*** Selected excerpt ***
Suppressors also reduce recoil — up to 40 percent in some calibers. That, combined with the noise reduction, can contribute to increased accuracy, as shooters aren’t flinching in anticipation of a firearm’s kick and muzzle blast. Jones said shooters notice the reduction more in magnum calibers, but it’s still evident with the shotgun and smaller rifle calibers.
“We’re all out there because we enjoy shooting,” Williams said. “Anything that makes it a more comfortable, enjoyable experience, people are going to get more excited about it. Reducing the recoil, especially on your centerfire rifle cartridges, makes it more enjoyable. With younger or less-experienced shooters who can’t handle recoil of .308 or larger calibers very well, it makes a big difference.”
Ownership and Trends
Some people might not realize that suppressors are legal in most areas, and you don’t have to endure a burdensome process to purchase one. Forty-one states allow civilian ownership of suppressors, and 40 allow hunting with them. Since the ASA formed in 2011, 15 states have legalized suppressor hunting, 13 have passed shall-sign or shall-certify legislation, and two have legalized suppressor ownership.
*** End of Selected excerpt ***
» **Description of the task**
In the text on suppressors, by how much can a suppressor reduce recoil?
*** Extracted entries ***
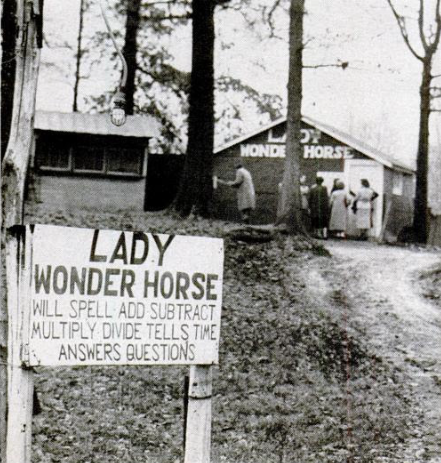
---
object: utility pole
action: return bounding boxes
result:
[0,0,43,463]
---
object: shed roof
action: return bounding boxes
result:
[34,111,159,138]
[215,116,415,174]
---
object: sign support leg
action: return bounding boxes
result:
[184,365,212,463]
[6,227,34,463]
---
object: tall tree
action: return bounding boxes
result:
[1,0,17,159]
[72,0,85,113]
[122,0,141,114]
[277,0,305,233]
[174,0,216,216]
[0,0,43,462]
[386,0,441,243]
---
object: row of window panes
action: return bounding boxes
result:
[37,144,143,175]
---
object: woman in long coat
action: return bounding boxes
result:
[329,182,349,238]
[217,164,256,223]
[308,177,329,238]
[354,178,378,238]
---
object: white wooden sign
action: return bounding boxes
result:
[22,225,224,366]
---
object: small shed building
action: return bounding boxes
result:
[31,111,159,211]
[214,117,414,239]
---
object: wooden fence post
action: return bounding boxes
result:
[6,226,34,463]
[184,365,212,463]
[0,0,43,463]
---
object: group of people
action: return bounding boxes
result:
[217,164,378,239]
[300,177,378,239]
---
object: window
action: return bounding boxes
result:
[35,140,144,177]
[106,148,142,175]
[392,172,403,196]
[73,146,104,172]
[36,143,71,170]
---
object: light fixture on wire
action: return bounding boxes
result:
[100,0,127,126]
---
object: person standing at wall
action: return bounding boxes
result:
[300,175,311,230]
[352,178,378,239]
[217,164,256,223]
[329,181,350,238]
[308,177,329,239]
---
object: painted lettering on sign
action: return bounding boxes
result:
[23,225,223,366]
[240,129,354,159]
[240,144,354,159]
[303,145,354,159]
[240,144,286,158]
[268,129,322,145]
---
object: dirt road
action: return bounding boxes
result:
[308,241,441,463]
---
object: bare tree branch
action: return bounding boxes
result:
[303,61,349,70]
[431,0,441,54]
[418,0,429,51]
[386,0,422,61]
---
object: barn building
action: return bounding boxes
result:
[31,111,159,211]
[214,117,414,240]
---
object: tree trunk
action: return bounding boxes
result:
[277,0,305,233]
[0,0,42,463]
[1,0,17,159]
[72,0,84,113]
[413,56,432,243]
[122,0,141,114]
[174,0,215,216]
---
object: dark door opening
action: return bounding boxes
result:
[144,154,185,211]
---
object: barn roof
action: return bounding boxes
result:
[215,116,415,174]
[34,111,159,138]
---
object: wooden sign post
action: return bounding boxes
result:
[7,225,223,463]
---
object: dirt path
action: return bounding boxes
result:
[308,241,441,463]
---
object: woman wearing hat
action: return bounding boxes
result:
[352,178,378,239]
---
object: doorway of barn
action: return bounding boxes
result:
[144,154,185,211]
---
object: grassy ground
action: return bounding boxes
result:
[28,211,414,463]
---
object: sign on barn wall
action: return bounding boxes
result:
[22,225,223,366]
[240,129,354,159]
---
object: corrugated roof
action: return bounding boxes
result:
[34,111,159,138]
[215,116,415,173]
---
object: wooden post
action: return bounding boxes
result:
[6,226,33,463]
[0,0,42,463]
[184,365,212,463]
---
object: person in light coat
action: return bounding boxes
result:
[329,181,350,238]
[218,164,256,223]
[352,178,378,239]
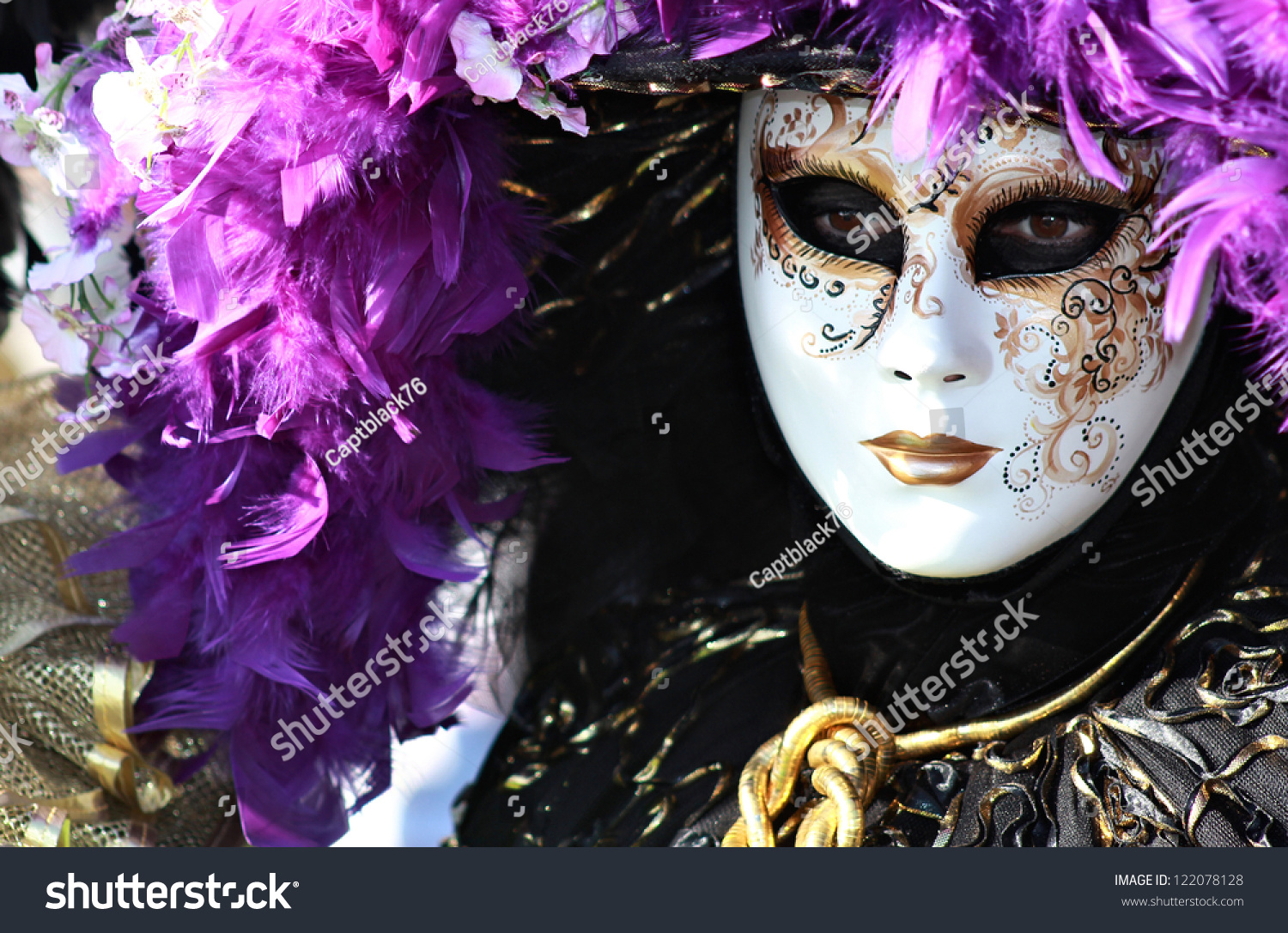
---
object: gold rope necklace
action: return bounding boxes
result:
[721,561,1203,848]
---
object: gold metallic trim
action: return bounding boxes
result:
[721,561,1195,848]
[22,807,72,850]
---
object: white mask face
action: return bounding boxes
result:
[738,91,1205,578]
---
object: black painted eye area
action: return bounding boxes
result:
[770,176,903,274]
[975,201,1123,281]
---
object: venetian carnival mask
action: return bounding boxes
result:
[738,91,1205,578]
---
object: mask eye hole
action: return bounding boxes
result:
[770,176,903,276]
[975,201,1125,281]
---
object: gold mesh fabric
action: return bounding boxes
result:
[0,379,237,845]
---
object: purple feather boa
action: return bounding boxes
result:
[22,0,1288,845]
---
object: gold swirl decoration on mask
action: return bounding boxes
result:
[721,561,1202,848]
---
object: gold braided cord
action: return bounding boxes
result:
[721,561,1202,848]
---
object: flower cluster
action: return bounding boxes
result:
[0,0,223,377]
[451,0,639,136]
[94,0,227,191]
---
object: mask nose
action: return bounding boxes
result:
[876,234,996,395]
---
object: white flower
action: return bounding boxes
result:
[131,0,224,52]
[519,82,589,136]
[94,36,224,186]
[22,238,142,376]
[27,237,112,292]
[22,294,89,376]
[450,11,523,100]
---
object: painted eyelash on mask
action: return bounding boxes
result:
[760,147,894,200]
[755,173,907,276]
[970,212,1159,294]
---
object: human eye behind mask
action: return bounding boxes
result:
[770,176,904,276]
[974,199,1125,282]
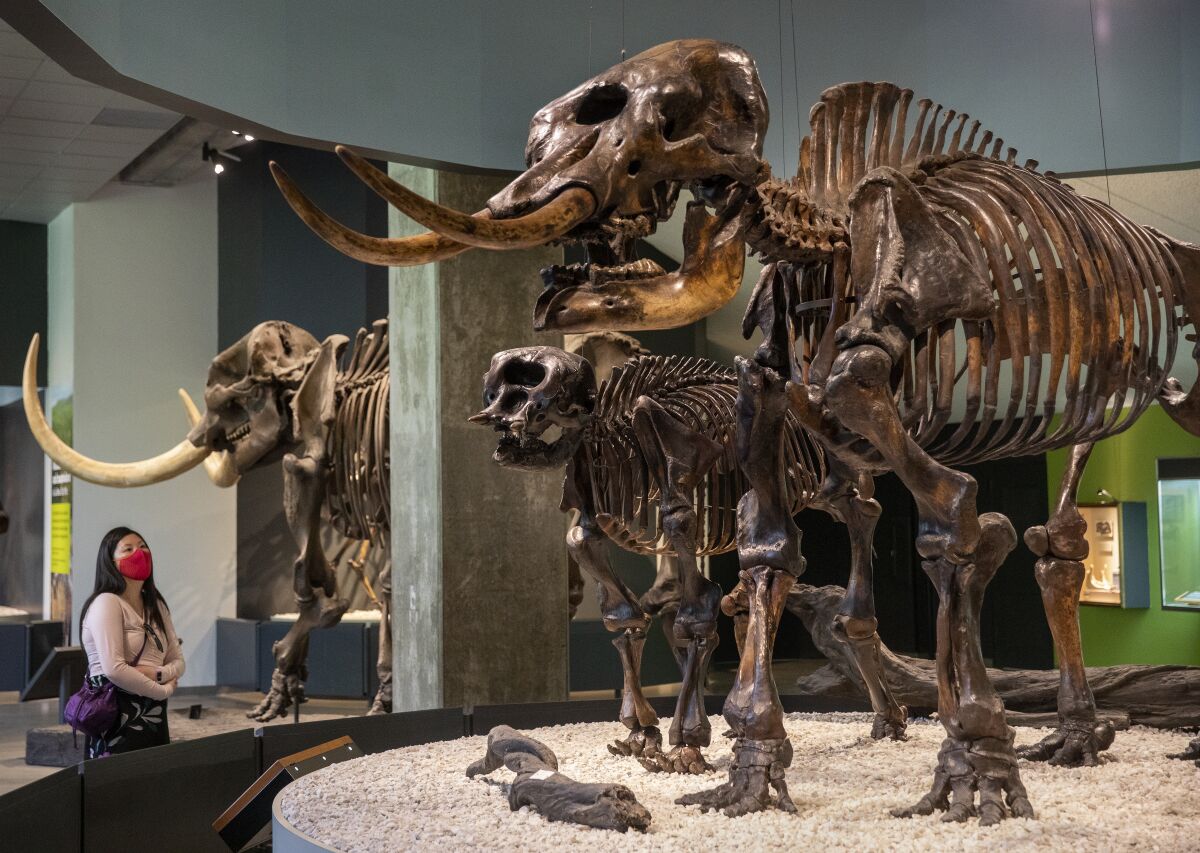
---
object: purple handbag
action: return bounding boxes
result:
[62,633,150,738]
*** End of Extracted entries ***
*** Extracted entries ***
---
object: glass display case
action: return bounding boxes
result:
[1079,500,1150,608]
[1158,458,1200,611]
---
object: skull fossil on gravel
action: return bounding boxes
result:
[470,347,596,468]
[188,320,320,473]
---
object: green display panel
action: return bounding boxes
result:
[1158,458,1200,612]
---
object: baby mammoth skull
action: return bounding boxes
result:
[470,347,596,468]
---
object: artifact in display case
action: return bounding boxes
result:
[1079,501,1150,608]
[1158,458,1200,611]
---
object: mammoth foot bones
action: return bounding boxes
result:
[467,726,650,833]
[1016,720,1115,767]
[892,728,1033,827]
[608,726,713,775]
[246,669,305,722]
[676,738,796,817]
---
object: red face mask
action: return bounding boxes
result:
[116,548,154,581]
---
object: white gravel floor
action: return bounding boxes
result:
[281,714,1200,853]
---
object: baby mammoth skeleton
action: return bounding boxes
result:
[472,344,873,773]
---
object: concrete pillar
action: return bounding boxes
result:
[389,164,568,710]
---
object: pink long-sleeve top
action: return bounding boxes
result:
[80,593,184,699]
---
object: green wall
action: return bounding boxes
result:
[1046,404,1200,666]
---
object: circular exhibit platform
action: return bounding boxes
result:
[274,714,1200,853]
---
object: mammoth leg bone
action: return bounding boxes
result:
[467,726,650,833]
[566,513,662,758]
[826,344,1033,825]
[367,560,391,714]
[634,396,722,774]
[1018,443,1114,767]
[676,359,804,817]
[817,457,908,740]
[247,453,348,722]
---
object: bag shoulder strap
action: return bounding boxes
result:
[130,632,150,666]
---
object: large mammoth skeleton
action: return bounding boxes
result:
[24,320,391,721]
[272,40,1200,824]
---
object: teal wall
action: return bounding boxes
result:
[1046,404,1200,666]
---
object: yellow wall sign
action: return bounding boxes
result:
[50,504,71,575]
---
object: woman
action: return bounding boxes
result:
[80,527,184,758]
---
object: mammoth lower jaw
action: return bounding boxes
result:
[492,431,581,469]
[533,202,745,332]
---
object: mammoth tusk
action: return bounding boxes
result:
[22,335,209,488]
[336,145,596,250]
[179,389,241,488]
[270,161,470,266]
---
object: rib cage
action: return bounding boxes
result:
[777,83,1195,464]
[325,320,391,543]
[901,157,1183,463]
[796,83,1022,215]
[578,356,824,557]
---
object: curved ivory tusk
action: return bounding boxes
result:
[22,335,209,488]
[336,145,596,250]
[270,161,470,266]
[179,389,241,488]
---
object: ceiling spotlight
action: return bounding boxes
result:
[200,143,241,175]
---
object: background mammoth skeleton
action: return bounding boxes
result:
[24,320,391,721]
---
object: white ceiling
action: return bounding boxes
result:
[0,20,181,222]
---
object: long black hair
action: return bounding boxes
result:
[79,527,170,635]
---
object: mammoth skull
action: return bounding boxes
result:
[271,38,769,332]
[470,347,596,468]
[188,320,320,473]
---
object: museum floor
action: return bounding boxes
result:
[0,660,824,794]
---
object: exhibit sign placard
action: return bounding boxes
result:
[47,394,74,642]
*** End of Extracted entries ***
» **Result of this task**
Up to 40 percent in some calibers.